▶ _Job_
Rewrite the lines of the listing from the one that contains "pin: the dark blue" through the end of the listing, keeping the requests unchanged. Scale every point coordinate by 1.25 and round to the nearest whole number, with halves rounding up.

=== Provided entries ===

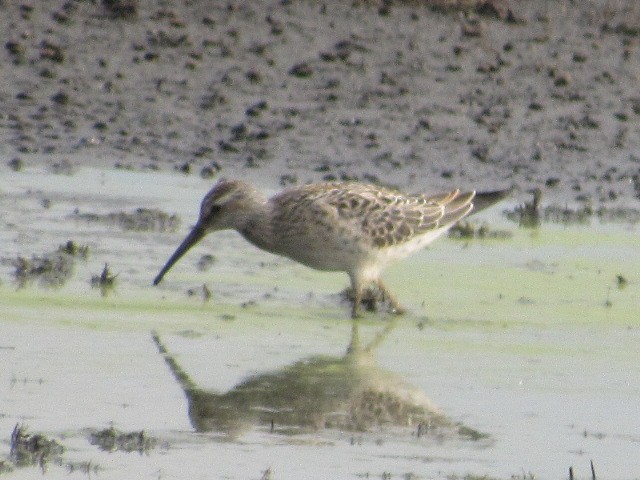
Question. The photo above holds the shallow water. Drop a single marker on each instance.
(530, 340)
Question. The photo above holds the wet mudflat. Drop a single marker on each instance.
(518, 356)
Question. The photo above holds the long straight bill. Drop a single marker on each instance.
(194, 237)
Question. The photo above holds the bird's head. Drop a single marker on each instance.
(227, 205)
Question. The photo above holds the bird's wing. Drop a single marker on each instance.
(378, 216)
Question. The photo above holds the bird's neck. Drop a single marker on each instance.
(257, 228)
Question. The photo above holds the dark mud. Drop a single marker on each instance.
(477, 94)
(50, 270)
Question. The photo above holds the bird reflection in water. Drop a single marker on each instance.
(348, 393)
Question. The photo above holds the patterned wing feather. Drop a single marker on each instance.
(379, 216)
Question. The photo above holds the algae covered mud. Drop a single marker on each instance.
(518, 356)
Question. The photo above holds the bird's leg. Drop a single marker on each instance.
(356, 309)
(357, 288)
(396, 308)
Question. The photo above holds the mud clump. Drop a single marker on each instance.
(106, 281)
(33, 449)
(112, 440)
(141, 220)
(51, 270)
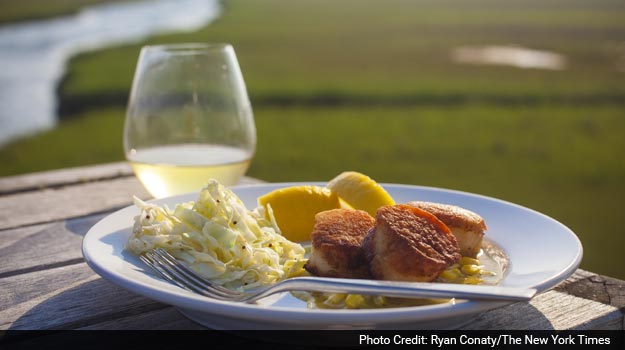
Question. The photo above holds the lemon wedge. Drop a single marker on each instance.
(294, 208)
(360, 191)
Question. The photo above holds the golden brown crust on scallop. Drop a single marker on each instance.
(467, 226)
(409, 244)
(337, 244)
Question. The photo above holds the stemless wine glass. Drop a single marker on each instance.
(189, 118)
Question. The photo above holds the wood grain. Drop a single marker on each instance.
(44, 283)
(39, 247)
(68, 297)
(63, 177)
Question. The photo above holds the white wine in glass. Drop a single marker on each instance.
(189, 118)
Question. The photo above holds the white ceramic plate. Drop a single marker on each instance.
(542, 252)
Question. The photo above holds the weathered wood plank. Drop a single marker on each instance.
(551, 310)
(39, 247)
(56, 178)
(31, 208)
(163, 319)
(74, 297)
(77, 298)
(607, 290)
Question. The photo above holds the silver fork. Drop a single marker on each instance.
(176, 272)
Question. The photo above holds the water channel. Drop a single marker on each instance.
(33, 54)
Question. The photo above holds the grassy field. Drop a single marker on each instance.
(373, 82)
(12, 11)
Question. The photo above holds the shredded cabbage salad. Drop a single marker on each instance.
(219, 238)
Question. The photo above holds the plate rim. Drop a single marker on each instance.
(180, 298)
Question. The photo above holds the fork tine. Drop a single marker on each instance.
(192, 275)
(170, 273)
(148, 260)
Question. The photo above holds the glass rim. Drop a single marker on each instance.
(188, 48)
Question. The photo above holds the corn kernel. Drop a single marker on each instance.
(336, 298)
(472, 280)
(469, 261)
(354, 301)
(450, 274)
(471, 269)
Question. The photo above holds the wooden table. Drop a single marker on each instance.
(45, 283)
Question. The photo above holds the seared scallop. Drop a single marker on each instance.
(409, 244)
(337, 244)
(467, 226)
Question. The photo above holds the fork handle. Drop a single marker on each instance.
(399, 289)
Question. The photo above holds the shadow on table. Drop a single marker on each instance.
(511, 317)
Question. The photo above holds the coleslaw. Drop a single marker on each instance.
(219, 238)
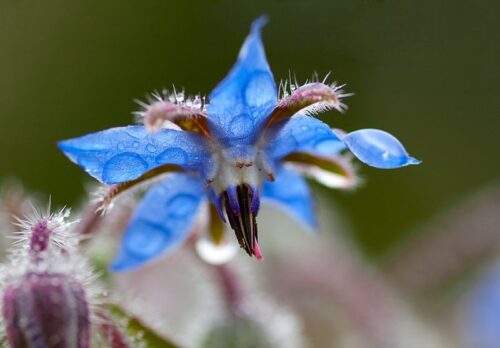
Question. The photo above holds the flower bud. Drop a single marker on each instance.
(43, 309)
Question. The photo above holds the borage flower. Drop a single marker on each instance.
(242, 146)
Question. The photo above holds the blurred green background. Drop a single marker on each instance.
(426, 71)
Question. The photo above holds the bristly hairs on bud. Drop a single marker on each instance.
(45, 230)
(47, 246)
(289, 86)
(167, 109)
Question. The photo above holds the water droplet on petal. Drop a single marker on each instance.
(151, 148)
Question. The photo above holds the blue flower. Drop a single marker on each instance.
(243, 145)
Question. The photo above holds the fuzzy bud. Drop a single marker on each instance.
(42, 309)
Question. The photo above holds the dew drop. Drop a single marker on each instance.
(179, 97)
(123, 167)
(197, 102)
(215, 254)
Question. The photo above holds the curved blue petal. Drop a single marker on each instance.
(378, 149)
(303, 134)
(162, 220)
(247, 95)
(290, 192)
(125, 153)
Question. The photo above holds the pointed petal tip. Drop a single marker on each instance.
(257, 252)
(413, 161)
(259, 23)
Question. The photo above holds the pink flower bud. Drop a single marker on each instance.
(47, 310)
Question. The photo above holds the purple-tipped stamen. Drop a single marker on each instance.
(243, 221)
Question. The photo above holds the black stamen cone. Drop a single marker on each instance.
(244, 224)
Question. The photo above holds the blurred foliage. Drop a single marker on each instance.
(136, 329)
(426, 71)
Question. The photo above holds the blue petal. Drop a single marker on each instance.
(163, 219)
(125, 153)
(483, 312)
(290, 192)
(247, 95)
(378, 149)
(304, 134)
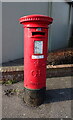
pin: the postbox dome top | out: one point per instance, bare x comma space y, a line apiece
35, 17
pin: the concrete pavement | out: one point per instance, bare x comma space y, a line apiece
58, 101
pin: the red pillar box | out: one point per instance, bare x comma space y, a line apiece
35, 56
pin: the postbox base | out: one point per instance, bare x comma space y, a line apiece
34, 97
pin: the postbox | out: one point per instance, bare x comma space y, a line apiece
35, 56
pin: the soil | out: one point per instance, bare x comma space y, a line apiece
64, 56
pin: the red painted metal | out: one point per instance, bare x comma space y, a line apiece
35, 41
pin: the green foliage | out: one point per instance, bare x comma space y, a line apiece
71, 42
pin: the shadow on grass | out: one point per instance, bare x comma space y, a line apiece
57, 95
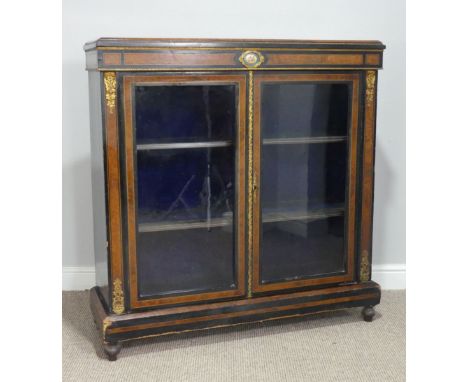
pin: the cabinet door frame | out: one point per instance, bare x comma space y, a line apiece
128, 82
350, 215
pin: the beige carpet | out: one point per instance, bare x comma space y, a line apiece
336, 346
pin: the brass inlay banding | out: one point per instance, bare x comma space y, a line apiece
228, 69
365, 266
250, 184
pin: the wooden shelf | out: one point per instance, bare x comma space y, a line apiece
270, 217
273, 217
303, 140
182, 145
183, 225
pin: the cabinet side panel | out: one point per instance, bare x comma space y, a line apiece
98, 183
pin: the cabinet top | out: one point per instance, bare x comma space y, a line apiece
107, 42
148, 54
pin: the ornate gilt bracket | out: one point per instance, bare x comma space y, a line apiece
110, 84
365, 266
118, 305
370, 87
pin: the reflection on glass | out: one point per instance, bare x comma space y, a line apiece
304, 110
186, 188
304, 169
185, 113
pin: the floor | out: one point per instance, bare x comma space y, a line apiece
336, 346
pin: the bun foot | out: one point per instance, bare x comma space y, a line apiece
112, 350
368, 313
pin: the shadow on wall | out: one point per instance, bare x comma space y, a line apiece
77, 217
383, 192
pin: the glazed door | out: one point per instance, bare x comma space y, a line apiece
184, 158
305, 140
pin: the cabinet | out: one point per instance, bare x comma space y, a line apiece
232, 181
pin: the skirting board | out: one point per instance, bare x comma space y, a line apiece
389, 276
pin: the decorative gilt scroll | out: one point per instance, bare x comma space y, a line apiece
105, 324
118, 297
251, 183
365, 266
370, 84
110, 84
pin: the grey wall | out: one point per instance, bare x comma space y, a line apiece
383, 20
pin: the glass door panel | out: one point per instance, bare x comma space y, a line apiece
188, 137
304, 138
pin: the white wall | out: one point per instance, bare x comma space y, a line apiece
384, 20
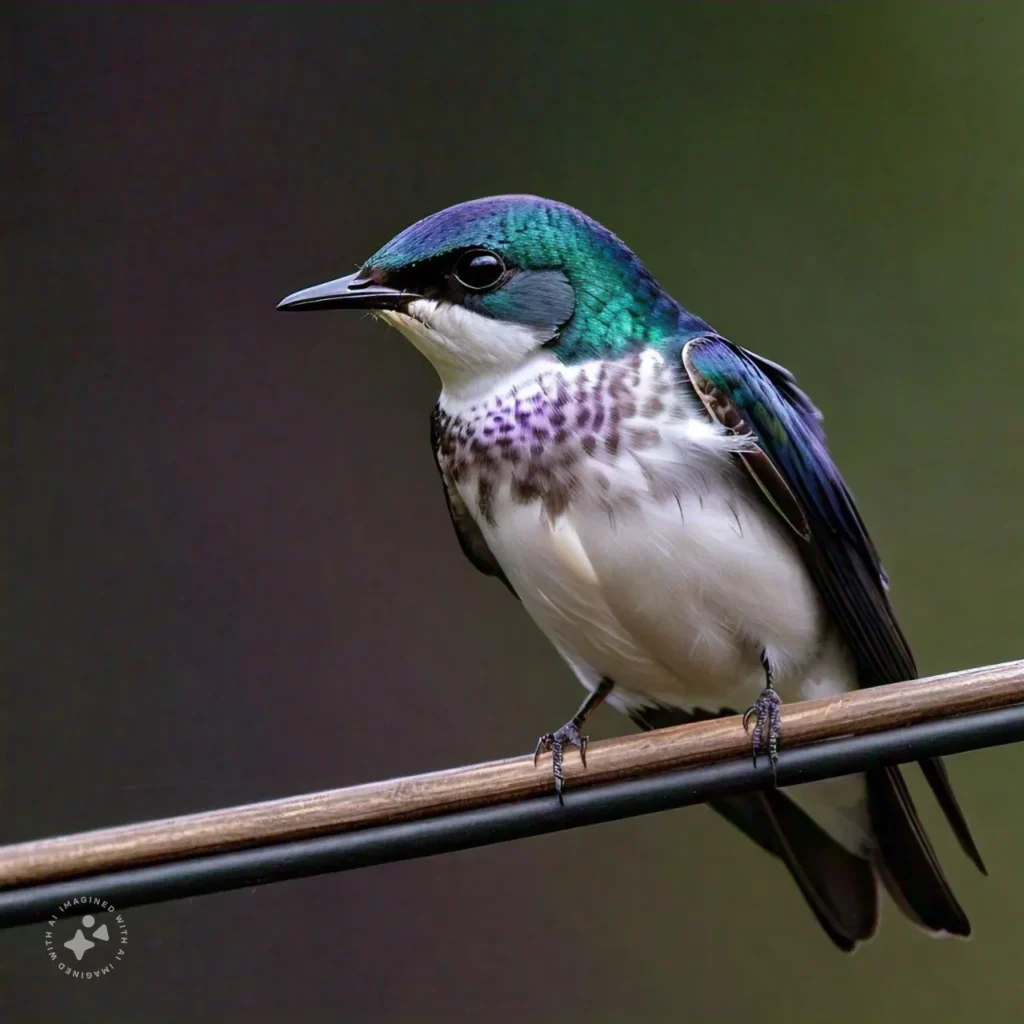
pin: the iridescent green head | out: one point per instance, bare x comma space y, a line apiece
494, 281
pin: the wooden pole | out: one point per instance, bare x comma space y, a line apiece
420, 797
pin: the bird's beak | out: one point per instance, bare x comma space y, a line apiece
352, 292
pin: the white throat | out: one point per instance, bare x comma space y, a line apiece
473, 354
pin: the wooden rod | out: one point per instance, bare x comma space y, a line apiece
501, 781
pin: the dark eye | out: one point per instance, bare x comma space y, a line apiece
478, 269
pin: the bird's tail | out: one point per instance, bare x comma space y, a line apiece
904, 858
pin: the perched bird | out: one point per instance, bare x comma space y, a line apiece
665, 506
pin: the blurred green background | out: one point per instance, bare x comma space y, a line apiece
232, 574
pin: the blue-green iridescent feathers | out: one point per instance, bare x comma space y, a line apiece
619, 306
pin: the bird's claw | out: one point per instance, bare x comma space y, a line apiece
768, 728
567, 735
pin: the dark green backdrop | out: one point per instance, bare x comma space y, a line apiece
232, 574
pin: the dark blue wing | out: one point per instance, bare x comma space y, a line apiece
791, 463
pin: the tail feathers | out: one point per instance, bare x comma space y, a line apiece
905, 859
935, 772
840, 888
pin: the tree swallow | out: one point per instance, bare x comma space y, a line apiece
664, 504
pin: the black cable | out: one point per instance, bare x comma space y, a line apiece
498, 823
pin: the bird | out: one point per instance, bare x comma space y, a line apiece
665, 505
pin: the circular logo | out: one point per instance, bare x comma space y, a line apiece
86, 938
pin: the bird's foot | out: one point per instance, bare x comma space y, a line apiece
567, 735
768, 728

===

▶ _Solution to the problem_
pin: the dark blue wing | out: one point per instance, bare x comma space y, a line apiece
989, 579
pin: the tail feathers | out: one point per instance, bare x comma space y, a line apiece
1131, 1074
1169, 965
1050, 1110
pin: the tree swallow | out: one point per instance, bare x comma space y, a line apiece
830, 630
pin: the black cable | out: one point per instance, bare x comma space y, a line apiece
623, 1029
pin: the bird | out: one point per instance, bare x comma space y, a line apiece
831, 631
pin: the circular logo | out: one point per instance, bare x comma space y, a line apiece
108, 1173
pin: the bird's foot | out: one point per instance, bare x comma space y, a line apiece
709, 919
960, 910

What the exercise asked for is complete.